▶ _Material for this task_:
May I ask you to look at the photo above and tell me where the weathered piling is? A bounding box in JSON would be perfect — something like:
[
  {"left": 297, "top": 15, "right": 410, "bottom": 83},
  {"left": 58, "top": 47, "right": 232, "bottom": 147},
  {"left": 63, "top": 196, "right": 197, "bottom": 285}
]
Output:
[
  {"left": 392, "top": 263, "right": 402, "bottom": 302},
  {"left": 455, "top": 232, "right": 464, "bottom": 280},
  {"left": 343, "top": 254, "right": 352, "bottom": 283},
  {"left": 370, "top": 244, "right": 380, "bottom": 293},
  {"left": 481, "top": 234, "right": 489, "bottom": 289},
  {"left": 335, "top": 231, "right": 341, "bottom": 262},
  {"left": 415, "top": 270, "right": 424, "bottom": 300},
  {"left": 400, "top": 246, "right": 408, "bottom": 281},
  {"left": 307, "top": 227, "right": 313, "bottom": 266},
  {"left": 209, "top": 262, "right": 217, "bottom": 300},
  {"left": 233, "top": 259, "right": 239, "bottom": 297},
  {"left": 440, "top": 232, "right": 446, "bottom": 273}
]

▶ _The problem_:
Each line above should appear again, reproduced exactly.

▶ _Solution for this task_:
May I ask you to look at the photo above and tell me where the weathered piling is? A bounding box in JSON would be perfect — something like:
[
  {"left": 297, "top": 15, "right": 410, "bottom": 83},
  {"left": 58, "top": 47, "right": 232, "bottom": 147},
  {"left": 63, "top": 196, "right": 197, "bottom": 285}
]
Output:
[
  {"left": 392, "top": 263, "right": 402, "bottom": 302},
  {"left": 455, "top": 232, "right": 464, "bottom": 280},
  {"left": 343, "top": 254, "right": 352, "bottom": 283},
  {"left": 370, "top": 244, "right": 380, "bottom": 293},
  {"left": 481, "top": 234, "right": 489, "bottom": 289},
  {"left": 335, "top": 231, "right": 341, "bottom": 262},
  {"left": 415, "top": 270, "right": 424, "bottom": 300},
  {"left": 400, "top": 246, "right": 408, "bottom": 281},
  {"left": 307, "top": 227, "right": 313, "bottom": 266},
  {"left": 209, "top": 262, "right": 217, "bottom": 300},
  {"left": 233, "top": 259, "right": 239, "bottom": 297},
  {"left": 440, "top": 232, "right": 446, "bottom": 273}
]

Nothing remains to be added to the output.